Please gather every line below that contains the word "patterned", and copy each one in full.

____

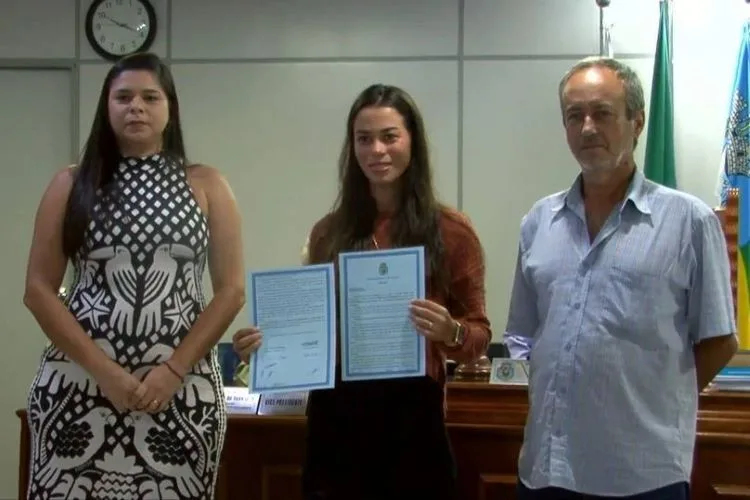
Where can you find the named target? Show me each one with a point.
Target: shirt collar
(637, 194)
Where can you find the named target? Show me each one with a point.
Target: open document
(295, 309)
(378, 340)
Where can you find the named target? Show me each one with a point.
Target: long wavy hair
(101, 153)
(417, 220)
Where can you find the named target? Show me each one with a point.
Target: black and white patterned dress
(137, 292)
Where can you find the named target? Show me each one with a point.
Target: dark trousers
(378, 440)
(677, 491)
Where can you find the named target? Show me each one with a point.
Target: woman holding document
(127, 401)
(380, 439)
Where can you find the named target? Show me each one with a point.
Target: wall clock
(116, 28)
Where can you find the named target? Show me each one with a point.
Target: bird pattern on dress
(137, 291)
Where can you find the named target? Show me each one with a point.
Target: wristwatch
(458, 335)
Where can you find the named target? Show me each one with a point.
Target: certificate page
(378, 339)
(295, 310)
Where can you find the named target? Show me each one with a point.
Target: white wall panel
(91, 79)
(538, 27)
(37, 29)
(35, 136)
(301, 28)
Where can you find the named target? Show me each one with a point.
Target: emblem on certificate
(509, 371)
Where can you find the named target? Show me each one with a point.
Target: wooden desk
(263, 455)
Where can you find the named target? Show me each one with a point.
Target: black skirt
(378, 440)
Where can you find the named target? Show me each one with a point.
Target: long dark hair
(417, 220)
(101, 152)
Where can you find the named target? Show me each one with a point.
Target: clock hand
(121, 24)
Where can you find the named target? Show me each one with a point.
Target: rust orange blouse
(465, 299)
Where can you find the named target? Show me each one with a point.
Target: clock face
(116, 28)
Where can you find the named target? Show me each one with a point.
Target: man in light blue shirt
(622, 295)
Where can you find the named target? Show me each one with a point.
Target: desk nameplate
(288, 403)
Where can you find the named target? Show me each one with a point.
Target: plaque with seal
(286, 403)
(509, 371)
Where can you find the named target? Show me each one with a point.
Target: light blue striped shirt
(612, 324)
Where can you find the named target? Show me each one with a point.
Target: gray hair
(634, 100)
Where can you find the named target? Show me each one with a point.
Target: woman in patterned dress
(128, 402)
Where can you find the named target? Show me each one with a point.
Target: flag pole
(602, 29)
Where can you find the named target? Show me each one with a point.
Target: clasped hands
(430, 319)
(153, 394)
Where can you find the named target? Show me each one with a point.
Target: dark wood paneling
(263, 455)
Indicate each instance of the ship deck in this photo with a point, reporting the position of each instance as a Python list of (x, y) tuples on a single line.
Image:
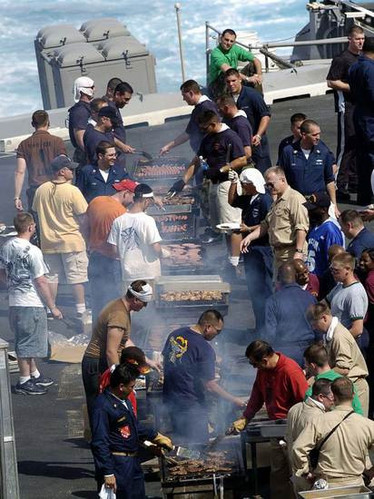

____

▶ _ANSWER TO THE EXERCISE_:
Target: black and white patterned dress
Target: woman in patterned dress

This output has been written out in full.